TASK TO CARRY OUT
From the text on Melibe colemani, write out word for word the part from "Melibe colemani externally" to "the related species.".

====== PAGE EXTRACT ======

Melibe colemani externally resembles the related Melibe bucephala and Melibe engeli. Its cerata bear elongate apical papillae akin to the other nudibranchs, with laterally flattened cerata, as opposed to the cylindrical cerata of M. bucephala and M. engeli. The rhinoporal sheath of M. colemani is cylindrical, with a single papilla on its apex. As opposed to the sail shaped rhinoporal sheaths with numerous papillae on the related species.

The body of Melibe colemani is translucent, with its internal organs visible to the naked eye. The digestive glands of the sea slug are visible as a network of whitish brown tubules. The network of digestive glands has been compared to a "pile of strings", or a "string of snot in the water". The tubes act as camouflage, as the sea slug blends in with its surroundings to resemble a piece of debris on the sea floor, or to resemble sponges, algae, or hydroids on the sea floor. The tube network extends onto the sea slug's back into organs known as cerata. At initial glance, the front and the back of the sea slug are indistinguishable, with the anterior end noticeable through the net-shaped mouth. The body length is approximately 60 mm. The net-like oral hood of the nudibranch serves as its mouth, and it swallows prey whole, like other members of the family Tethydidae. The nudibranch is thought to feed on corals of the genus Xenia, and has been spotted interacting with flatworms of the genus Waminoa. Dissection of its stomach contents revealed a diet of shelled caenogastropods. Due to its strange appearance, the nudibranch has been dubbed the "holy grail of nudibranchs" by underwater photographers.

====== DATA EXTRACTS ======

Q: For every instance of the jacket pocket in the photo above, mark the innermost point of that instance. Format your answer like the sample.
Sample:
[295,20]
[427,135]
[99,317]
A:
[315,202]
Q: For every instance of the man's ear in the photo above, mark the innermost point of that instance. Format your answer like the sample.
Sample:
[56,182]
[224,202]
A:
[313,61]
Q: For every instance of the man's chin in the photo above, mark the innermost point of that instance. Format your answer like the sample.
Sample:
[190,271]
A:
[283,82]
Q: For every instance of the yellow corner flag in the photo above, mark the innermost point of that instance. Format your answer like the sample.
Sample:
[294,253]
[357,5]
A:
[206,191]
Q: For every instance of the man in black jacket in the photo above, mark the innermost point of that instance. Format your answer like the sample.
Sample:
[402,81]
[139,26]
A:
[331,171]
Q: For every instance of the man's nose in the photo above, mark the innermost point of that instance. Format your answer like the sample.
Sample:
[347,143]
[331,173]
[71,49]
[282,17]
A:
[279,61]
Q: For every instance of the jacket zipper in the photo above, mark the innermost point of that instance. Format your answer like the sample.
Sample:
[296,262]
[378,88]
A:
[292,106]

======
====== DATA EXTRACTS ======

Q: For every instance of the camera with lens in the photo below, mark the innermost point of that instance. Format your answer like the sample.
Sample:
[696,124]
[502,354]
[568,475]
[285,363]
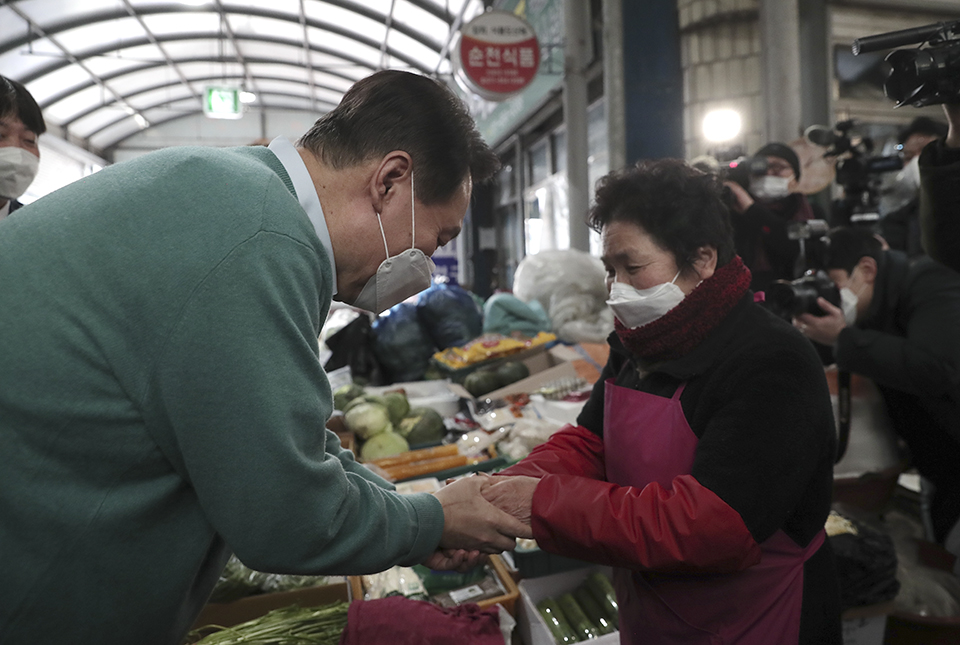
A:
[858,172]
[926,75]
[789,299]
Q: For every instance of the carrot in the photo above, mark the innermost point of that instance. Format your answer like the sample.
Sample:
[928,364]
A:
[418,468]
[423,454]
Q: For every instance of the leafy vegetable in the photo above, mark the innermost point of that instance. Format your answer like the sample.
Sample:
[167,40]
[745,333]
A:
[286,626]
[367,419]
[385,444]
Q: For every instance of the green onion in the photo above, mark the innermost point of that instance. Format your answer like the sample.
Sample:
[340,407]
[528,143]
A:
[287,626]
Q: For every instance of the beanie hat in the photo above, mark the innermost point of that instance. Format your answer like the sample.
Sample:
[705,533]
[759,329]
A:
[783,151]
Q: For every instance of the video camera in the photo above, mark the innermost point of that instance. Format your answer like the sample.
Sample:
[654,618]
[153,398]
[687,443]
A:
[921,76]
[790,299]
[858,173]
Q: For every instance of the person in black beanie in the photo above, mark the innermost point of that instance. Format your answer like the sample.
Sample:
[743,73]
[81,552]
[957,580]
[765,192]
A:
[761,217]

======
====== DATA EXTRACTS ======

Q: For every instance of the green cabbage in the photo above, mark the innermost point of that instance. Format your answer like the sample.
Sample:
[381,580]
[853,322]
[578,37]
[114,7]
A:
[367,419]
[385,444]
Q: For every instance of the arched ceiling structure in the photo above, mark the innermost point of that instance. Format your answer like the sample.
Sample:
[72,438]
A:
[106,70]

======

TASK RESPONSE
Melibe colemani externally resembles the related Melibe bucephala and Melibe engeli. Its cerata bear elongate apical papillae akin to the other nudibranchs, with laterally flattened cerata, as opposed to the cylindrical cerata of M. bucephala and M. engeli. The rhinoporal sheath of M. colemani is cylindrical, with a single papilla on its apex. As opposed to the sail shaped rhinoporal sheaths with numerous papillae on the related species.